_Passage shown_.
== == ==
Jedi Survivor Performance Issues: Biggest Bugs and Glitches So Far

Star Wars Jedi: Survivor is buggier than C1-10P’s personality subroutines, but do the game's performance issues make it unplayable?

Star Wars Jedi Survivor
Photo: EA

Many gamers eagerly anticipated Star Wars Jedi: Survivor before the game was officially announced. Star Wars Jedi: Fallen Order was such a fantastic experience that audiences wanted a sequel, and Respawn Entertainment has delivered. Well, mostly delivered. The story and design are worthy successors, but the performance, especially on PC, is not.
== == ==
_Dataset entries_.

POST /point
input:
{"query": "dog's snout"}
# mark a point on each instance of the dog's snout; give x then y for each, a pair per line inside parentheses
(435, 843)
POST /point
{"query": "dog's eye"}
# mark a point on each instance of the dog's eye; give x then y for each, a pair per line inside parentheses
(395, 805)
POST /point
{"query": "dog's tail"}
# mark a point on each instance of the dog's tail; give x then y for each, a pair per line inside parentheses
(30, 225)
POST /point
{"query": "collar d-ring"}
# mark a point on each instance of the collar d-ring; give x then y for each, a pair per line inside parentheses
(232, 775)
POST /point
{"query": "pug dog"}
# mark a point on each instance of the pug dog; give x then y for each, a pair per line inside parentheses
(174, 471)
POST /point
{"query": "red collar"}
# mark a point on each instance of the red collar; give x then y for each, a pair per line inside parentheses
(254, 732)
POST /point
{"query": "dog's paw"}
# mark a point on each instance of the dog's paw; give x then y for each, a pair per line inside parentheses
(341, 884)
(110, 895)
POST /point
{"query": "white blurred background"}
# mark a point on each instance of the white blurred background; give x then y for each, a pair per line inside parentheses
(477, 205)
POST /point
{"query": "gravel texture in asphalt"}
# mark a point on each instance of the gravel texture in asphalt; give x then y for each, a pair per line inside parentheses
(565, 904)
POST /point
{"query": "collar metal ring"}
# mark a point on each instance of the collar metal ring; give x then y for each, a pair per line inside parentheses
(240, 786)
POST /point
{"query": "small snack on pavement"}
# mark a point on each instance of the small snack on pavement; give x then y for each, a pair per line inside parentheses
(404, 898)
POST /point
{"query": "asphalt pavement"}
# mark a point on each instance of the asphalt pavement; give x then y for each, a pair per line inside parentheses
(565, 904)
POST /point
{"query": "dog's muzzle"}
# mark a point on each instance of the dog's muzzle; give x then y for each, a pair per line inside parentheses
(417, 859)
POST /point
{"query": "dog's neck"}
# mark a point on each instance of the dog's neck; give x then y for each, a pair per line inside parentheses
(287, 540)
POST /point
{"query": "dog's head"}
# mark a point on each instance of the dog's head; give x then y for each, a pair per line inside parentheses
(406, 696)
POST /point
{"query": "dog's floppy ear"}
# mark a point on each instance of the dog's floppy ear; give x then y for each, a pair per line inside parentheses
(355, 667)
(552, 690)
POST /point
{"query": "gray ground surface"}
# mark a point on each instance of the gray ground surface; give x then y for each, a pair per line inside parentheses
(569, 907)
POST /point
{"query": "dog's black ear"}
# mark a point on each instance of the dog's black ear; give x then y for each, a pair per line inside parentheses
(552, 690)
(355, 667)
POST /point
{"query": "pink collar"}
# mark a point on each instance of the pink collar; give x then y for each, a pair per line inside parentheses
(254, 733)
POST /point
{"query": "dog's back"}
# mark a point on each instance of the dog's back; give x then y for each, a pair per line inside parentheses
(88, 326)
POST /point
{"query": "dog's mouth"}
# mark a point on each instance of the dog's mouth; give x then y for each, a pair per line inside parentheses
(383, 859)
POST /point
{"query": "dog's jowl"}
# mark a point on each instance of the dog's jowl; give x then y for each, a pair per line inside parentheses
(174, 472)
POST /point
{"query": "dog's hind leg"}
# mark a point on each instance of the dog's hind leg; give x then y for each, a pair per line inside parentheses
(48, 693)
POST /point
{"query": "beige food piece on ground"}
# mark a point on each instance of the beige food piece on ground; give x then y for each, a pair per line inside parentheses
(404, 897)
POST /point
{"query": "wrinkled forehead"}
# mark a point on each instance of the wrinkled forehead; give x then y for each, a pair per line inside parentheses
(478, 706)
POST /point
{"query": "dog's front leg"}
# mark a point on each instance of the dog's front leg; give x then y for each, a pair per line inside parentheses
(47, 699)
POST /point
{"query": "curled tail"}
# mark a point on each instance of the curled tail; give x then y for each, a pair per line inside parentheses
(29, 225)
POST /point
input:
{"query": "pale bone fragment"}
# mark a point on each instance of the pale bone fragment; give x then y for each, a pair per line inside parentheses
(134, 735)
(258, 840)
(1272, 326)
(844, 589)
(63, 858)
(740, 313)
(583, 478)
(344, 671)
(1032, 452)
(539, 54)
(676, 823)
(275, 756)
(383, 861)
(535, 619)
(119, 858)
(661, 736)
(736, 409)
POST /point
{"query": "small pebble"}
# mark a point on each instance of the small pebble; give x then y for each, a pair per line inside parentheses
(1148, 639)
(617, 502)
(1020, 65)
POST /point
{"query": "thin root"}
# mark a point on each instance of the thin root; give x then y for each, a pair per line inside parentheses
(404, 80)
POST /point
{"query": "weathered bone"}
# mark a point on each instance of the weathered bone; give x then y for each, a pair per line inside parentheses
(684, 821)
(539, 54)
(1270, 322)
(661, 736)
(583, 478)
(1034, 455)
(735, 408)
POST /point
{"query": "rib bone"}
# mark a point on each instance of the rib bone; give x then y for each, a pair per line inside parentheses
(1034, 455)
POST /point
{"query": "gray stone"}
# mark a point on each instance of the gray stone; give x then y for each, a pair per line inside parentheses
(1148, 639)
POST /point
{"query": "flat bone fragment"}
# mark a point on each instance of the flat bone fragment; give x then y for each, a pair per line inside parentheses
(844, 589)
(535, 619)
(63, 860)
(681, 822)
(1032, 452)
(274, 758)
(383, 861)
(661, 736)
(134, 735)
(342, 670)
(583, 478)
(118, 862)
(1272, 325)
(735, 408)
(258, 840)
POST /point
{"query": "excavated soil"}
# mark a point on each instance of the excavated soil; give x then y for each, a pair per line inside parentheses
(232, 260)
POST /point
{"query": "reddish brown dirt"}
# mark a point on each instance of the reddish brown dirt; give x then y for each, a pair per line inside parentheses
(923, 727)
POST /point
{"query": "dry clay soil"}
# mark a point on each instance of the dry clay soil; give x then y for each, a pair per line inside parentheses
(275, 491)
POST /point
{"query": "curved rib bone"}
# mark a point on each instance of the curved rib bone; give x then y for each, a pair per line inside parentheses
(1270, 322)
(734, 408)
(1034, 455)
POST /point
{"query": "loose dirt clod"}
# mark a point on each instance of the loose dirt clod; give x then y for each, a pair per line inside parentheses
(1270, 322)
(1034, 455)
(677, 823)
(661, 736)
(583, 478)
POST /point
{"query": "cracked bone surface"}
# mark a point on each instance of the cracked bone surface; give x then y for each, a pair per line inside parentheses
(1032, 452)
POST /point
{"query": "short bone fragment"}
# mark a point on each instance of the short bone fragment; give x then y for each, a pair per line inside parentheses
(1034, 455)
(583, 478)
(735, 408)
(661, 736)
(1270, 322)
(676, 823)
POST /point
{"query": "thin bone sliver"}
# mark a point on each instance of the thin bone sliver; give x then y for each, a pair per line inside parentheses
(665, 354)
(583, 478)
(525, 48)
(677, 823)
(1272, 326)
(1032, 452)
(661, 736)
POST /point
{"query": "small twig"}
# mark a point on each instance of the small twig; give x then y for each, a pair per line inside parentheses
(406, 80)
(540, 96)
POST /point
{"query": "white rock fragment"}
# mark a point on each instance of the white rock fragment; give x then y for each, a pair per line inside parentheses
== == ==
_Work to be completed_. Extend the article on Star Wars Jedi: Survivor performance issues, picking up after its last sentence. The data shown here is a separate set of material and has no connection to the text about the game.

_Task answer_.
While Jedi: Survivor isn’t due to launch until April 28, early reports reveal that the game is poorly optimized. No, this isn’t a jab at its 155 GB file size; Jedi: Survivor on the PC is riddled with glitches and performance issues, many of which ruin an otherwise great game. The console versions also suffer from some notable technical problems, even if they’re still the ideal way to play the game from a performance perspective. To be fair, the Day One patch will probably fix many of these problems, and EA promised that developers will release a salvo of patches in the coming weeks. However, the fact remains that the PC port of Jedi: Survivor is currently buggier than Geonosis, and many reviews will likely reflect these problems.

We highly recommend purchasing Star Wars Jedi: Survivor due to the quality of the game, but you will encounter performance issues, especially if you are dead set on buying the game on PC. Specifically, here are some of the notable technical issues in the game that have been discovered so far.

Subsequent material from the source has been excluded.